É extremamente saudável que a SBF abra espaço para considerar temas que envolvam a interação da Física com outras formas de conhecer e apreender a realidade, prestando com isso grande serviço à sociedade em geral. O crescente número de visualizações do referido programa, em curto período de tempo, revela o enorme interesse despertado pelo assunto.
Certamente o tema é controverso, mas gostaria de lembrar que, muitas vezes, a controvérsia se alimenta da imprecisão no emprego dos próprios termos da discussão. Argumentos para a alegada incompatibilidade entre ciência e religião frequentemente envolvem a conflação entre naturalismo metodológico (a forma como a ciência opera) e naturalismo filosófico (uma visão de mundo), sendo que este sim, não a ciência, se contrapõe à cosmovisão teísta. A ciência e seus métodos, estritamente considerados, não têm como distinguir e decidir entre cosmovisões ou perspectivas de mundo, não obstante possa oferecer elementos valiosos para avaliar a plausibilidade das mesmas.
Uma forma exacerbada de naturalismo filosófico, o cientificismo, advoga que apenas a ciência está apta a fazer afirmações verdadeiras. Claro está, porém, que a afirmação de que “apenas a ciência está apta a fazer afirmações verdadeiras” não é ela mesma uma afirmação de cunho científico. Assim, o cientificismo constitui-se apenas e tão somente em uma atitude autocontraditória, frequentemente tão dogmática quanto os dogmatismos que diz combater.
A crença de que apenas se pode considerar real aquilo que é materialmente detectável conspira contra a própria ciência. Afinal, para ficar num terreno que nos é familiar, a lei de conservação de energia, por exemplo, é certamente real, embora em si mesma não apresente nenhuma materialidade. O mesmo se dá com as demais leis da Física. Ainda que muitas dessas leis não sejam perfeitamente conhecidas por nós, mas apenas aproximativamente, isso não elide o fato de que a ciência opera segundo a crença de que leis ontológicas estão “em algum lugar” à espera de serem reveladas. A natureza já as “conhece”, nós é que não as conhecemos. E = mc2 ontem, hoje e sempre, desde que o mundo é mundo, muito antes de Einstein. Portanto, a natureza “sabe”. Como pode ser isso?
◇ ◇ ◇ ◇ ◇
= Proposta do exercício =
Retome o texto sobre ciência e religião logo após “Como pode ser isso?” e dê continuidade a ele.

= Informações fornecidas =
◇ ◇ ◇ ◇ ◇
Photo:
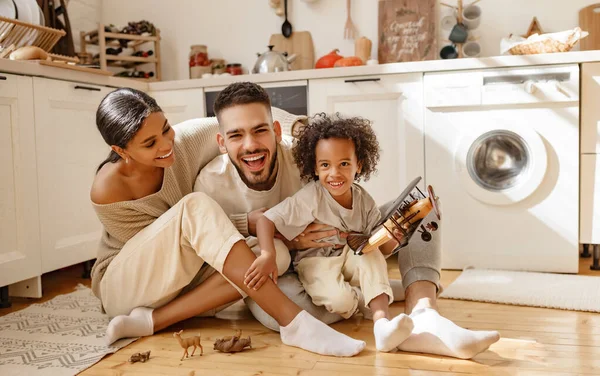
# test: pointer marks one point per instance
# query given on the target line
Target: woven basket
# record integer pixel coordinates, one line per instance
(545, 46)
◇ ◇ ◇ ◇ ◇
= Resultado do exercício =
Um dos grandes mistérios que temos diante de nós é a própria inteligibilidade do universo. De um ponto de vista meramente naturalista, devemos forçosamente tomá-la como um dado constatável, sem nos perguntar de onde vem tal estado de coisas. Esse ponto foi alvo de reflexão de figuras centrais da Física, que não dissimularam a verdadeira dimensão do problema. Em seu famoso paper de 1960, Eugene Wigner já declarava: “... it is not at all natural that ‘laws of nature’ exist, much less that man is able to discover them”. No mesmo paper, Wigner destaca em nota de rodapé que, segundo Schrödinger, este “segundo milagre” poderia estar além da compreensão humana (What is Life?, 1944). Esse mesmo ponto de vista já havia sido expresso por Einstein, em Physics and Reality (1936), nos seguintes termos: “The eternal mystery of the world is its comprehensibility. [...] The fact that it is comprehensible is a miracle.”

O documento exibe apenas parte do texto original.